**WHAT TO DO:**
Repeat the lines below word for word, leaving out any picture.

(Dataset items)

......

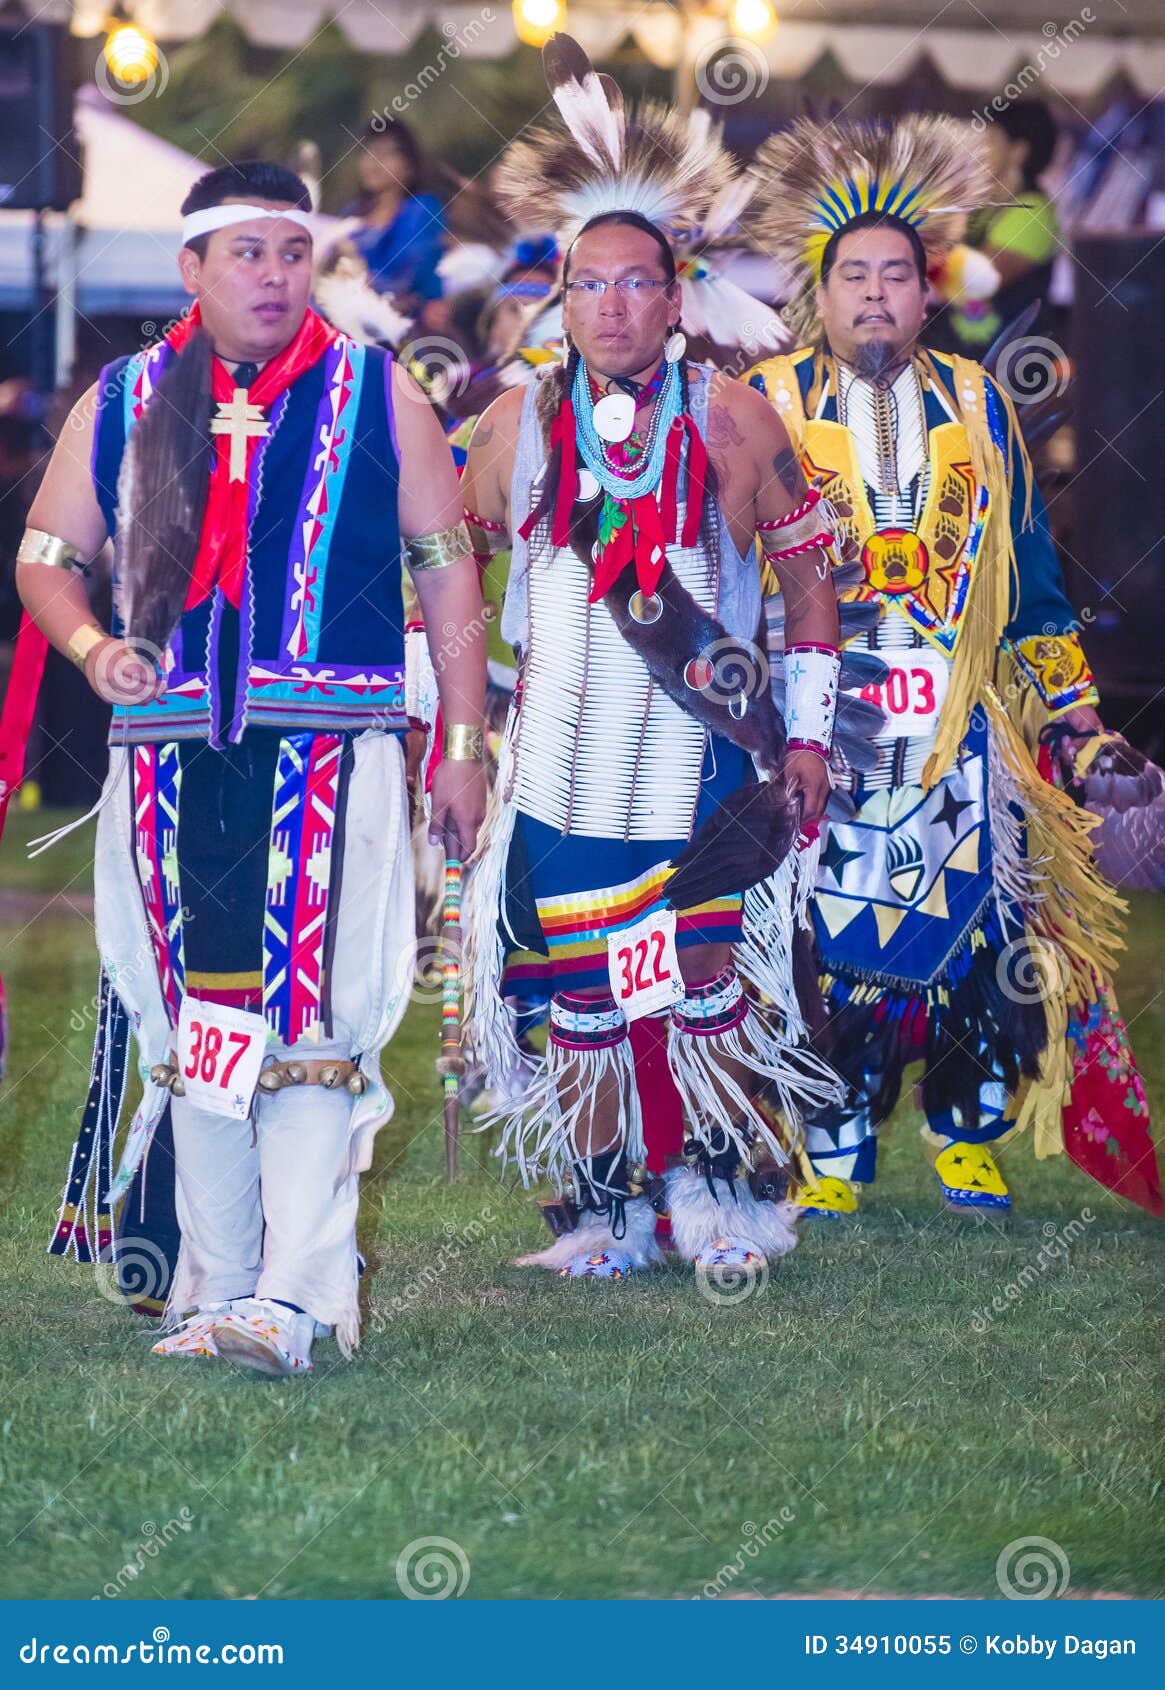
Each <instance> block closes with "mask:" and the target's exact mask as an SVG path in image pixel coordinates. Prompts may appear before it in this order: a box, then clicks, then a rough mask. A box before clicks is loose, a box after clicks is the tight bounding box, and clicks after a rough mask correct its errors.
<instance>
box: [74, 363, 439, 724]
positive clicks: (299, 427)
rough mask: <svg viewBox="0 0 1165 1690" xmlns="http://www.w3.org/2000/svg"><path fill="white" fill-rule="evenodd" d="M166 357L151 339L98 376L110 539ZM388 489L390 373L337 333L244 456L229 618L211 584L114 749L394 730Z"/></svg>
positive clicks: (400, 562) (389, 470)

......

**RESULT:**
Each <instance> block closes with "mask:" and the target's exact mask as an SVG path in image pixel coordinates. Prompts may appear before it in this order: a box, then clicks, then a rough mask. A box before clicks is loose, a box after clicks is the tight bounding box, and clicks after a rough mask correct its errors.
<instance>
box: [74, 363, 439, 724]
positive clicks: (299, 427)
rough mask: <svg viewBox="0 0 1165 1690" xmlns="http://www.w3.org/2000/svg"><path fill="white" fill-rule="evenodd" d="M166 357L151 339L98 376L110 539ZM388 489L390 373L337 333L244 456L229 618L211 584L114 749L394 730Z"/></svg>
positive clicks: (400, 562) (389, 470)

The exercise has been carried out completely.